#### WRITTEN INSTRUCTION
Copy the listing from its start through the line containing "point(219, 271)", both ends included, and scale every point coordinate by 2.5, rounding to whole numbers with halves rounded up while leaving all other text and numbers unchanged. Give only that stretch, and leave out the picture.

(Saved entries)
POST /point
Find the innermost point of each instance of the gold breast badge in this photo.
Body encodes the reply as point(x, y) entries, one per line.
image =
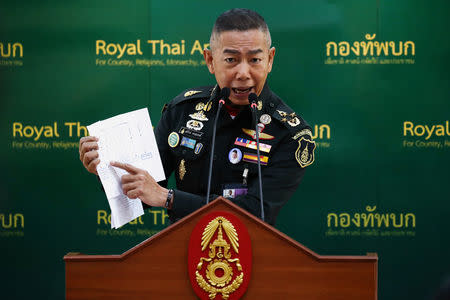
point(219, 271)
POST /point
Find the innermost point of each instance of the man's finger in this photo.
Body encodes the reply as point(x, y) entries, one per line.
point(88, 139)
point(88, 157)
point(86, 147)
point(127, 167)
point(129, 186)
point(92, 167)
point(132, 178)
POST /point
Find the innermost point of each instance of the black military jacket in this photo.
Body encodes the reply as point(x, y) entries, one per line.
point(184, 136)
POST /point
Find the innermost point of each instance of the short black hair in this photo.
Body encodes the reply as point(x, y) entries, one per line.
point(240, 19)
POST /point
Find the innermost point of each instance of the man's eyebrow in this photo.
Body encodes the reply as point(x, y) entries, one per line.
point(251, 52)
point(256, 51)
point(231, 51)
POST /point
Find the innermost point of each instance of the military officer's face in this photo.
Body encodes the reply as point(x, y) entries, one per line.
point(240, 60)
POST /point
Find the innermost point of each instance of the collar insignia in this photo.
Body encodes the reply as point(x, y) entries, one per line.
point(190, 93)
point(200, 116)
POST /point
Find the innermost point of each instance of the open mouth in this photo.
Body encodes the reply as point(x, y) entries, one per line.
point(238, 91)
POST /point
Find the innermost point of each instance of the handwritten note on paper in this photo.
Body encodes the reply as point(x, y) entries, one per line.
point(126, 138)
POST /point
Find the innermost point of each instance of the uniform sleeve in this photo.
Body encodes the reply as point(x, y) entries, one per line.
point(280, 180)
point(161, 135)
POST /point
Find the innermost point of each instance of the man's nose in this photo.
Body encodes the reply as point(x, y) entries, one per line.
point(243, 71)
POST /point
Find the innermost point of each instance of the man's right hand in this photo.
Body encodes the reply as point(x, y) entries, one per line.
point(89, 154)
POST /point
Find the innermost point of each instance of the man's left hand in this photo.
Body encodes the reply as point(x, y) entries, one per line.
point(139, 184)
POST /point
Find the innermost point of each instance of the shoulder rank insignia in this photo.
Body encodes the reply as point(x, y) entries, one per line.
point(305, 152)
point(190, 93)
point(259, 105)
point(302, 133)
point(291, 118)
point(200, 106)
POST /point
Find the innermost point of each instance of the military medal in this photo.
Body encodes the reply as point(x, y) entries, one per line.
point(262, 135)
point(305, 152)
point(190, 132)
point(193, 124)
point(207, 106)
point(198, 148)
point(235, 156)
point(190, 93)
point(200, 106)
point(253, 158)
point(294, 122)
point(181, 170)
point(265, 119)
point(200, 115)
point(291, 118)
point(282, 113)
point(188, 143)
point(173, 139)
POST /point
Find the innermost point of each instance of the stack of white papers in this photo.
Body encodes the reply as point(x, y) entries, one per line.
point(126, 138)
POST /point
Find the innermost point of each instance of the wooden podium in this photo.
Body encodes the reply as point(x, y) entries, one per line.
point(282, 268)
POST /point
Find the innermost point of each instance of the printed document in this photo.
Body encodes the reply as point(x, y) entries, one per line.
point(126, 138)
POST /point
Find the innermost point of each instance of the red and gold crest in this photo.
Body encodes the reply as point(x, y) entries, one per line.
point(220, 257)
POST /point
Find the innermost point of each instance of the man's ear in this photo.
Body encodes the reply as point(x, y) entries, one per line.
point(207, 54)
point(271, 57)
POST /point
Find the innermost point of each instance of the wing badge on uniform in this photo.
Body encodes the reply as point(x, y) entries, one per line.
point(199, 115)
point(190, 93)
point(305, 152)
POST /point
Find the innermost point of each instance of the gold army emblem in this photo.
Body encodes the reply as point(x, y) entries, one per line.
point(219, 258)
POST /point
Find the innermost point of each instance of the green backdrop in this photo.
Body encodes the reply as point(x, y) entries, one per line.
point(371, 77)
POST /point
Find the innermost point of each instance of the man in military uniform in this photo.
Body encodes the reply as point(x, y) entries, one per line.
point(240, 58)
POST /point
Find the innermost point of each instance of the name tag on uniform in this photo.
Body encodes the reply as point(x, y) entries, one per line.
point(234, 190)
point(252, 145)
point(187, 142)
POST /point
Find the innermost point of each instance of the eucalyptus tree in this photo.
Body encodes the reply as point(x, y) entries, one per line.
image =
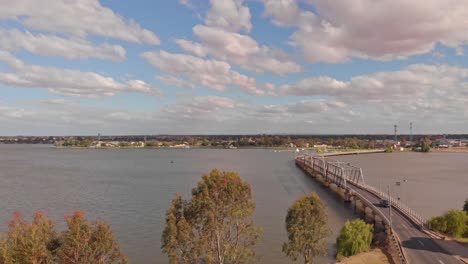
point(215, 225)
point(307, 228)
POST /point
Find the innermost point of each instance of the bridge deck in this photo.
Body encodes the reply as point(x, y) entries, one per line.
point(417, 246)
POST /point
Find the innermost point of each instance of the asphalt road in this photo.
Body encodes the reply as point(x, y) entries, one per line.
point(418, 246)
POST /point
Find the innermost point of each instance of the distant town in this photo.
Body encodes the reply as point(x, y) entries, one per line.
point(320, 142)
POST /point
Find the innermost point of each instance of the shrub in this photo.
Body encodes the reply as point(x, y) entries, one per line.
point(306, 224)
point(215, 225)
point(39, 243)
point(355, 237)
point(452, 223)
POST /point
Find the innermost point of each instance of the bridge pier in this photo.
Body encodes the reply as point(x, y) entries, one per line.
point(348, 196)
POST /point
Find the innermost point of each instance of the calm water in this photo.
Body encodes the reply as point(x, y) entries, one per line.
point(131, 189)
point(430, 183)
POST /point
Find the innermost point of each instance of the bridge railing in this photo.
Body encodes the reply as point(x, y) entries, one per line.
point(394, 237)
point(319, 164)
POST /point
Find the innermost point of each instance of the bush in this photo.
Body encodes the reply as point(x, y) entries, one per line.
point(215, 225)
point(307, 228)
point(38, 242)
point(355, 237)
point(452, 223)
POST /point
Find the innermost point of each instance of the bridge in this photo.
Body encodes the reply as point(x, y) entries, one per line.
point(406, 229)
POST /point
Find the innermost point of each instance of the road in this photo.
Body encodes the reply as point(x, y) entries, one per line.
point(418, 246)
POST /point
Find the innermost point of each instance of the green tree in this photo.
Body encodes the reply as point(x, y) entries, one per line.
point(426, 145)
point(89, 243)
point(29, 242)
point(355, 237)
point(178, 238)
point(215, 226)
point(306, 225)
point(452, 223)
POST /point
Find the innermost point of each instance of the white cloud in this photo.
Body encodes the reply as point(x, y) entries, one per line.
point(178, 82)
point(66, 81)
point(416, 89)
point(220, 38)
point(51, 45)
point(241, 50)
point(229, 15)
point(340, 30)
point(75, 18)
point(213, 74)
point(192, 47)
point(314, 86)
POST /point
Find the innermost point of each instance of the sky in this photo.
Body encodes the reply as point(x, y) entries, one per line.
point(233, 67)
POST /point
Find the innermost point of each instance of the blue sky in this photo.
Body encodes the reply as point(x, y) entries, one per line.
point(232, 66)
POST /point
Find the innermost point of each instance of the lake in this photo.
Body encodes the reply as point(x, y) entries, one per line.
point(132, 188)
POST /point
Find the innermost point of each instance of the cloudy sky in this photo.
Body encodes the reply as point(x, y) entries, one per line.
point(71, 67)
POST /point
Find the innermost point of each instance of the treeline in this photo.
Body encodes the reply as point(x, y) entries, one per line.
point(38, 242)
point(215, 226)
point(453, 223)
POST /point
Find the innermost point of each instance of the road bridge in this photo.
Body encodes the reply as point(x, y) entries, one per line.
point(407, 229)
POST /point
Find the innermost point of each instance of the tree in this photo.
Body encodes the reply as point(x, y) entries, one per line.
point(306, 225)
point(426, 145)
point(452, 223)
point(355, 237)
point(29, 242)
point(88, 243)
point(215, 225)
point(38, 242)
point(178, 238)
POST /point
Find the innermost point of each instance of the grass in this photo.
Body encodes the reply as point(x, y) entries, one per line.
point(375, 256)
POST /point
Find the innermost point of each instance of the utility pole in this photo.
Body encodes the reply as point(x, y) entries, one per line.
point(390, 207)
point(411, 132)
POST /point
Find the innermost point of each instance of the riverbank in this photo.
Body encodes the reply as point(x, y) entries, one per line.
point(375, 256)
point(354, 152)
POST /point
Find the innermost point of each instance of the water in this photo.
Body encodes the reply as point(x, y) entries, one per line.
point(430, 183)
point(132, 188)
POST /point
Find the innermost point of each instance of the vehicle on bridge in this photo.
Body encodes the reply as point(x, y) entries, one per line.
point(384, 203)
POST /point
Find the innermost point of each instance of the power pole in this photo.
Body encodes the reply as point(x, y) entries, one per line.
point(411, 132)
point(390, 207)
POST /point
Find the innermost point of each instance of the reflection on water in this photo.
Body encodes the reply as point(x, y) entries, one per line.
point(132, 188)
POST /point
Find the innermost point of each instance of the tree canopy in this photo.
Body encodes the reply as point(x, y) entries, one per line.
point(215, 225)
point(355, 237)
point(453, 223)
point(39, 243)
point(306, 225)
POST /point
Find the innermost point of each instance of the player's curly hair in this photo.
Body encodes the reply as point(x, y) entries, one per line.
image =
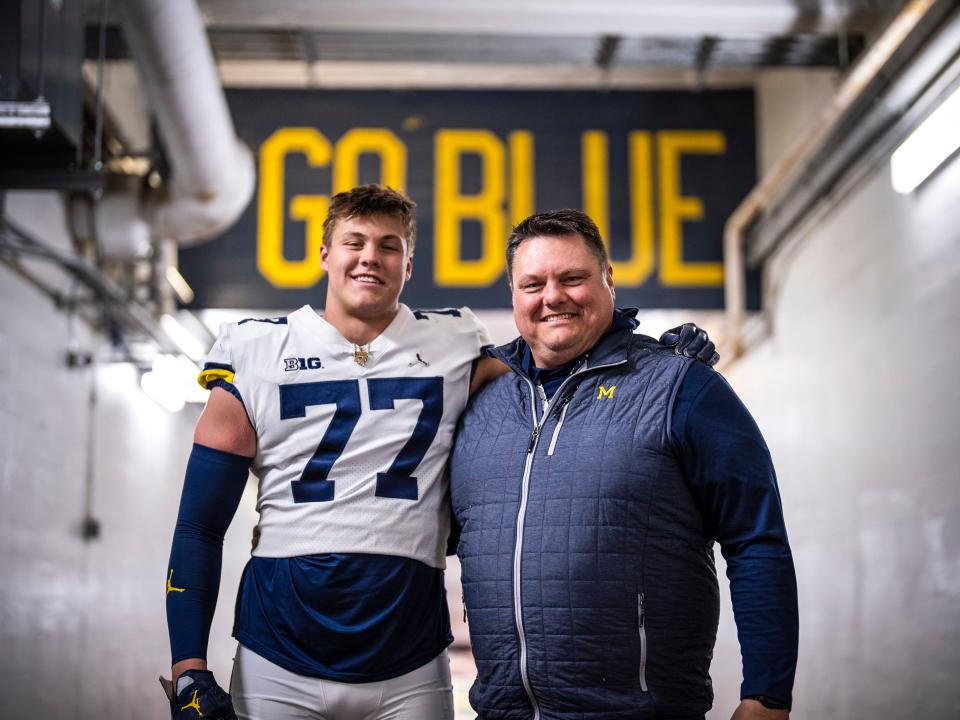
point(366, 200)
point(566, 221)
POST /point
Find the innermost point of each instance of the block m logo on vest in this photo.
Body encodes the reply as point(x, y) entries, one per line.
point(606, 393)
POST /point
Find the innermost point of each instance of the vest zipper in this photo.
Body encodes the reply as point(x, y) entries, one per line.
point(641, 615)
point(556, 430)
point(518, 551)
point(521, 516)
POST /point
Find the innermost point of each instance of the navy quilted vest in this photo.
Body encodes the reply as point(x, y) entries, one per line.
point(587, 573)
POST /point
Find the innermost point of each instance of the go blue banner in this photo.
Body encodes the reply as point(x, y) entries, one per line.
point(660, 172)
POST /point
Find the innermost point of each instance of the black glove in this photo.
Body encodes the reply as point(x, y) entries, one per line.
point(691, 341)
point(201, 697)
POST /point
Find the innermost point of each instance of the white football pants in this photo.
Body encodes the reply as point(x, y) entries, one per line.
point(264, 691)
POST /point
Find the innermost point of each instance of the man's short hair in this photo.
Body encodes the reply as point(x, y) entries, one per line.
point(566, 221)
point(366, 200)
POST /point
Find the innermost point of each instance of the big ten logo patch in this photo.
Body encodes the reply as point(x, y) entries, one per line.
point(301, 364)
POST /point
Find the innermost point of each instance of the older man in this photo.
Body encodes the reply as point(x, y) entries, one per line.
point(590, 485)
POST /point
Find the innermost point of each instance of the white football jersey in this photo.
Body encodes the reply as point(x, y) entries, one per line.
point(351, 449)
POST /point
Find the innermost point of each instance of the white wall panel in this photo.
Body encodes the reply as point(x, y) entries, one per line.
point(855, 395)
point(82, 623)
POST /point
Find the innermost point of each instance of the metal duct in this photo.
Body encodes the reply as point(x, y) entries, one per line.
point(213, 173)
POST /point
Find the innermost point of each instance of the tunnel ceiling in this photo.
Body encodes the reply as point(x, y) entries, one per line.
point(680, 35)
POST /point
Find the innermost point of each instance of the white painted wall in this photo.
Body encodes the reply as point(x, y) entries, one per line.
point(82, 623)
point(855, 395)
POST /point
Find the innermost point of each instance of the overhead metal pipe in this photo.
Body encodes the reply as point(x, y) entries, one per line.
point(213, 172)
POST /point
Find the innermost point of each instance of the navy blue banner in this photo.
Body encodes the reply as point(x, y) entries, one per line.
point(658, 171)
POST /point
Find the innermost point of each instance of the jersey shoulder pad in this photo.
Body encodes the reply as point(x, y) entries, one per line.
point(220, 364)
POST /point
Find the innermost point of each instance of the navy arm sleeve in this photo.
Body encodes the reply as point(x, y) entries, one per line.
point(730, 473)
point(211, 493)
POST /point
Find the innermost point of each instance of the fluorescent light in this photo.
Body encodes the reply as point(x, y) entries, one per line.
point(182, 338)
point(179, 284)
point(936, 139)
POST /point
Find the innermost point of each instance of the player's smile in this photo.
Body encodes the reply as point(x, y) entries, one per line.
point(367, 262)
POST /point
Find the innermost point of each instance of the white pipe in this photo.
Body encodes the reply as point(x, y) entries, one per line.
point(790, 162)
point(213, 173)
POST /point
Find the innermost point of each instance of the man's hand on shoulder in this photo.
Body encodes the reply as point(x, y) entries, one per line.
point(691, 341)
point(197, 694)
point(487, 369)
point(754, 710)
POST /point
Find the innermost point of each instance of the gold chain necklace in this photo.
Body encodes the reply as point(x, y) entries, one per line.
point(361, 353)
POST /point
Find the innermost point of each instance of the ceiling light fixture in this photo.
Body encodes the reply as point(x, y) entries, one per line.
point(927, 147)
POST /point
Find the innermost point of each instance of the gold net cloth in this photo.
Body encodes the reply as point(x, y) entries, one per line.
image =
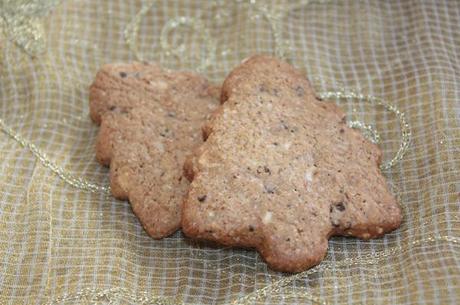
point(63, 240)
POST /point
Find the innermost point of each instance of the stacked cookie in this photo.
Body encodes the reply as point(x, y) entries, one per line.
point(278, 170)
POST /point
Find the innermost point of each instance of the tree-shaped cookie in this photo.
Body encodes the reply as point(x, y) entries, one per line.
point(150, 120)
point(281, 171)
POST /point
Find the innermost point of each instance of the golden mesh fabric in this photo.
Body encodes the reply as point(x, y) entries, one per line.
point(63, 240)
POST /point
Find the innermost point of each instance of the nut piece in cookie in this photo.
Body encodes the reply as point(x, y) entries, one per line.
point(150, 120)
point(281, 171)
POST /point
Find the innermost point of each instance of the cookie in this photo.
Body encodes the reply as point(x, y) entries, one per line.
point(281, 171)
point(150, 120)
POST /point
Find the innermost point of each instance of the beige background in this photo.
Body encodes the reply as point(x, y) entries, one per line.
point(64, 244)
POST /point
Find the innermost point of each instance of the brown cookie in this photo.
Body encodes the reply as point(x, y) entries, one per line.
point(281, 171)
point(150, 120)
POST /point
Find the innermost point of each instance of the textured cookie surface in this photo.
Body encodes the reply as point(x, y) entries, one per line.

#### ANSWER TO THIS EXERCISE
POST /point
Find the innermost point of each instance of the gold breast badge in this photo.
Body encodes the reply as point(x, y) entries, one per line.
image =
point(548, 678)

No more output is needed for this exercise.